_DIRECTIONS_
Recast all the data below as a two-column CSV with the headers request and points, one row per request. Put each request's text and its answer in a single quoted field, with line breaks replaced by spaces.

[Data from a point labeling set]
+===+

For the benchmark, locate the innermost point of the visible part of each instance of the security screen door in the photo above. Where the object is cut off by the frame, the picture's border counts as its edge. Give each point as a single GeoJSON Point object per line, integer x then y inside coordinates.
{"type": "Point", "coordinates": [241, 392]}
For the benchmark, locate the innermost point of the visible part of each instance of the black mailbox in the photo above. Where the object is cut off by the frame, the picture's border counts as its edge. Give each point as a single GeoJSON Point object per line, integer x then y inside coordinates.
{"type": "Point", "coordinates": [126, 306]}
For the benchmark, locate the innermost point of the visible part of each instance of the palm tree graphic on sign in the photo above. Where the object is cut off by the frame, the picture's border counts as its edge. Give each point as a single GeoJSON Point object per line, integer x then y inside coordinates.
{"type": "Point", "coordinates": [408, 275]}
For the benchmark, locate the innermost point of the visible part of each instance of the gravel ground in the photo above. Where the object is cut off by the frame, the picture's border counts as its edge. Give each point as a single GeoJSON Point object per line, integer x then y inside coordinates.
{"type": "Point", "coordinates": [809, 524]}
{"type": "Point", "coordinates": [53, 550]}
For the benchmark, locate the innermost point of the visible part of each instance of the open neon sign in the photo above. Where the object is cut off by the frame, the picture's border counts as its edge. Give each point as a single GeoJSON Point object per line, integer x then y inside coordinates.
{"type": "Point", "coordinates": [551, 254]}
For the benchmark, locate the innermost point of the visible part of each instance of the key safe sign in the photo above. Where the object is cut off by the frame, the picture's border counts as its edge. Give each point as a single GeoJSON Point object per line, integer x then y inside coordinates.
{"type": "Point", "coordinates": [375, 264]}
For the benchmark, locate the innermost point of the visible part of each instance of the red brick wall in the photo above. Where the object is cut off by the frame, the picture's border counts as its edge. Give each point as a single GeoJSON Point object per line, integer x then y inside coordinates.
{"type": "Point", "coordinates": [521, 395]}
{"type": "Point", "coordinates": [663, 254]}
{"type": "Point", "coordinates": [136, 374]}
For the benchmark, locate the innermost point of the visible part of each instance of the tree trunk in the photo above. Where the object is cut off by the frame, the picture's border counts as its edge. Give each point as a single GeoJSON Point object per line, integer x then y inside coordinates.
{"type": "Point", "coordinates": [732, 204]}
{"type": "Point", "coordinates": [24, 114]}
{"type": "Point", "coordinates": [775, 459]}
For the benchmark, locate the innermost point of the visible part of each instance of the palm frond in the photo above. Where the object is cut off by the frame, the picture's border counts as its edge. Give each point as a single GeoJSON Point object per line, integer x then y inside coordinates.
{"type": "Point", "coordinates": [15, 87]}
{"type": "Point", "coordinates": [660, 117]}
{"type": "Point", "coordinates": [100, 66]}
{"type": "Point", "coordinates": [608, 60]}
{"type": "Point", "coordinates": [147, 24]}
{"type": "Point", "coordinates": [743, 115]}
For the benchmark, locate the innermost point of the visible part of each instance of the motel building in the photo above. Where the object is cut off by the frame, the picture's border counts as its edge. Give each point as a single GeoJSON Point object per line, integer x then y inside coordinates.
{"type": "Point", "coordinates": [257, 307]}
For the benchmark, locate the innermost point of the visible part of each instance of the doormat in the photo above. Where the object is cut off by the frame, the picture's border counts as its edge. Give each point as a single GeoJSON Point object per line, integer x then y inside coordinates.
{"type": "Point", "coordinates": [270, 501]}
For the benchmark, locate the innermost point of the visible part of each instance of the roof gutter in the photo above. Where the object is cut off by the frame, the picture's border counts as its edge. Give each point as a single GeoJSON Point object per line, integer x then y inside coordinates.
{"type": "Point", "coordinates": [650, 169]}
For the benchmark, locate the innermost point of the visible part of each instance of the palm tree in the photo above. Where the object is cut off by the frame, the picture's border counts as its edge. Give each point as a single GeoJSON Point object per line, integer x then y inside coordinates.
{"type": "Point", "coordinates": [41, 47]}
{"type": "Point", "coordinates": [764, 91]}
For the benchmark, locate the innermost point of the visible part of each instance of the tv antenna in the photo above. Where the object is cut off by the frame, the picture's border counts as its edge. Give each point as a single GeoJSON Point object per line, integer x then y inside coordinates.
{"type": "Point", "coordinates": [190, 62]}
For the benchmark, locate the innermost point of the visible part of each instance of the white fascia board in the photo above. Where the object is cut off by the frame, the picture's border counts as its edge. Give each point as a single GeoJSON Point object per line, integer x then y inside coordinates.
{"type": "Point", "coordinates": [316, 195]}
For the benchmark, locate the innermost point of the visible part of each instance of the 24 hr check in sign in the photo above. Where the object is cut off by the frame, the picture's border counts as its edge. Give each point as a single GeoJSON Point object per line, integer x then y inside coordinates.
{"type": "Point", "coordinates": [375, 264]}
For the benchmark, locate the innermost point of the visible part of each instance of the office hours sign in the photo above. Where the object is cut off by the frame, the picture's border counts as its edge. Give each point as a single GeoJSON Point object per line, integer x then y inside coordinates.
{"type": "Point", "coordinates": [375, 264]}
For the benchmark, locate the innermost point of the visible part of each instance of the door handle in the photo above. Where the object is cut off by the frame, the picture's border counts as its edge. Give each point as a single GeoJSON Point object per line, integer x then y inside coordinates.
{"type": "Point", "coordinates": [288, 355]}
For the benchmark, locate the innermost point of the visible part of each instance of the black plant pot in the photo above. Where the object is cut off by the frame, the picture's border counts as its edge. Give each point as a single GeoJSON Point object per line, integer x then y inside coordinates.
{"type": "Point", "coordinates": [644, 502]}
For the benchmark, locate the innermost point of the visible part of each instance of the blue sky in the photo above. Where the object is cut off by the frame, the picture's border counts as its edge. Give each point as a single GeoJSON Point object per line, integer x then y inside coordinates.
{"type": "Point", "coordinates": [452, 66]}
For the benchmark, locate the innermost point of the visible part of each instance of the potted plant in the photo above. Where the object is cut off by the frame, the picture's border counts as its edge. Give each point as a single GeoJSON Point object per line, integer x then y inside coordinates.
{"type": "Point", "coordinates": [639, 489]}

+===+

_RESPONSE_
request,points
"For the benchmark, locate the innermost point of the visible part of each instance of the security screen door in the photo above. Where the object is cut off by the frame, the picture's border counts as its edge. Give each point as a single GeoJSON Point object per line, integer x then y inside coordinates.","{""type"": ""Point"", ""coordinates"": [241, 392]}"
"For the benchmark, locate the innermost point of the visible part of each instance of the black mailbox in the photo above. Where the object is cut off by the frame, the picture's border counts as its edge. Give each point as a single GeoJSON Point object per line, integer x then y inside coordinates.","{""type"": ""Point"", ""coordinates"": [126, 306]}"
"For the benchmark, locate the innermost point of the visible part of each instance of the palm tree graphic on sign in the photo above. Where the object is cut off by the frame, the picture's border counts as its edge. Give each point as a single GeoJSON Point object per line, integer x then y inside coordinates.","{""type"": ""Point"", ""coordinates"": [408, 275]}"
"For the benchmark, locate the innermost point of the visible part of each instance of the gravel ground in the photo above. Where the object is cut off by the frame, the picture's border counts as its edge. Give each point as a single GeoJSON Point object per line, integer x then y inside coordinates.","{""type"": ""Point"", ""coordinates"": [809, 524]} {""type"": ""Point"", ""coordinates"": [53, 550]}"
"For the benchmark, locate the innermost point of the visible part of each instance of the open neon sign in the photo above. Where the object is cut off by the frame, the picture's border counts as its edge. Give each point as a single GeoJSON Point object per line, integer x then y inside coordinates.","{""type"": ""Point"", ""coordinates"": [551, 254]}"
"For the benchmark, locate the innermost point of the visible part of each instance of the key safe sign in the photo above. Where the object is cut off by the frame, the picture's border counts as its edge. Give each point as a single GeoJSON Point object per line, integer x then y inside coordinates.","{""type"": ""Point"", ""coordinates"": [375, 264]}"
"For the benchmark, locate the innermost point of the visible part of each instance of the red brick wall in the photo above. Where the object is cut off by the frame, the picture's border counts as its edge. Give each point as a single GeoJSON Point object per line, integer x then y inside coordinates.","{""type"": ""Point"", ""coordinates"": [521, 395]} {""type"": ""Point"", ""coordinates"": [663, 254]} {""type"": ""Point"", ""coordinates"": [136, 374]}"
"For the benchmark, locate the innermost point of the visible part of each instance of the tree trunk in the photo above. Where the object is cut off by the frame, the picture's border counts as its edge. Give each point as a single GeoJSON Point object per line, integer x then y inside coordinates.","{""type"": ""Point"", ""coordinates"": [732, 204]} {""type"": ""Point"", ""coordinates"": [24, 114]} {""type"": ""Point"", ""coordinates"": [775, 459]}"
"For the benchmark, locate the innermost point of the visible part of each instance of the palm frond in the photo above. Where the object is cut off by the frame, the picture's border counts as its edge. Give each point as a single GeoJSON Point object per line, integer x then y inside coordinates.","{""type"": ""Point"", ""coordinates"": [15, 87]} {""type"": ""Point"", ""coordinates"": [660, 117]} {""type"": ""Point"", ""coordinates"": [100, 66]} {""type"": ""Point"", ""coordinates"": [608, 60]} {""type"": ""Point"", ""coordinates"": [147, 24]} {""type"": ""Point"", ""coordinates"": [743, 115]}"
"For the benchmark, locate the innermost point of the visible part of each instance of the motel building in the photo above. Where the object is cut off by the frame, the picture's border counts as its edge. Give each point as a single GeoJSON Point object per line, integer x then y inside coordinates.","{""type"": ""Point"", ""coordinates"": [257, 307]}"
"For the benchmark, locate the innermost point of the visible part of each instance of the doormat in the photo above. Where the object is cut off by the frame, the picture's border counts as its edge. Give each point as a single GeoJSON Point object per line, integer x then y inside coordinates.","{""type"": ""Point"", ""coordinates"": [270, 501]}"
"For the benchmark, locate the innermost point of the visible part of each instance of the roof gutter in the photo above. Where the object is cut off by the frame, the picture's border counts as its edge. Give each point as a single GeoJSON Point object per line, integer x then y inside coordinates.","{""type"": ""Point"", ""coordinates"": [650, 169]}"
"For the benchmark, locate the innermost point of the visible part of each instance of the palm tree in the photo above. Where the object is cut off by the frame, the picture's border counts as its edge. Give each point as a single GeoJSON Point object per line, integer x then y inside coordinates.","{""type"": ""Point"", ""coordinates"": [41, 47]} {""type"": ""Point"", ""coordinates"": [764, 91]}"
"For the benchmark, locate the innermost point of the visible part of each instance of the tv antenna in the photo above. Where the object is cut off by the frame, the picture's border counts as its edge. Give each point as a single GeoJSON Point object per line, integer x then y inside coordinates.","{""type"": ""Point"", ""coordinates"": [190, 62]}"
"For the benchmark, locate the innermost point of the visible part of each instance of the white fascia board in the photo above. Where the object is cut off by the frame, the picture's border counts as its edge. Give each point as a single GeoJSON Point object per line, integer x then y inside coordinates.","{""type"": ""Point"", ""coordinates"": [316, 195]}"
"For the benchmark, locate the innermost point of the visible part of each instance of the 24 hr check in sign in the photo above. Where the object is cut off by the frame, the picture's border counts as its edge. Give each point as a single GeoJSON Point object per line, integer x then y inside coordinates.","{""type"": ""Point"", ""coordinates"": [375, 264]}"
"For the benchmark, locate the innermost point of the visible part of each instance of the office hours sign in the photo above. Where the object is cut off by the frame, the picture's border counts as its edge. Give each point as a single GeoJSON Point object per line, integer x then y inside coordinates.","{""type"": ""Point"", ""coordinates"": [375, 264]}"
"For the benchmark, locate the innermost point of the visible part of each instance of the door handle in the photo above. Where the object is cut off by the frame, the picture's border counts as its edge. Give each point as a single GeoJSON Point object per line, integer x then y inside coordinates.","{""type"": ""Point"", ""coordinates"": [288, 355]}"
"For the benchmark, locate the innermost point of the visible part of each instance of the black plant pot in the photo above. Where the object is cut off by the frame, the picture's border counts as its edge. Give each point as a single GeoJSON Point object per line, integer x then y inside coordinates.","{""type"": ""Point"", ""coordinates"": [644, 502]}"
"For the benchmark, locate the innermost point of the visible part of each instance of the blue sky in the photo above. Where the object is cut off by the frame, the picture's border counts as its edge. Give each point as a single GeoJSON Point object per line, integer x then y inside coordinates.","{""type"": ""Point"", ""coordinates"": [452, 66]}"
"For the benchmark, locate the innermost point of the visible part of each instance of the potted plant in the photo above. Where the object is cut off by the frame, the picture's border counts as its edge. Give each point as a single GeoJSON Point object per line, integer x then y inside coordinates.","{""type"": ""Point"", ""coordinates"": [639, 489]}"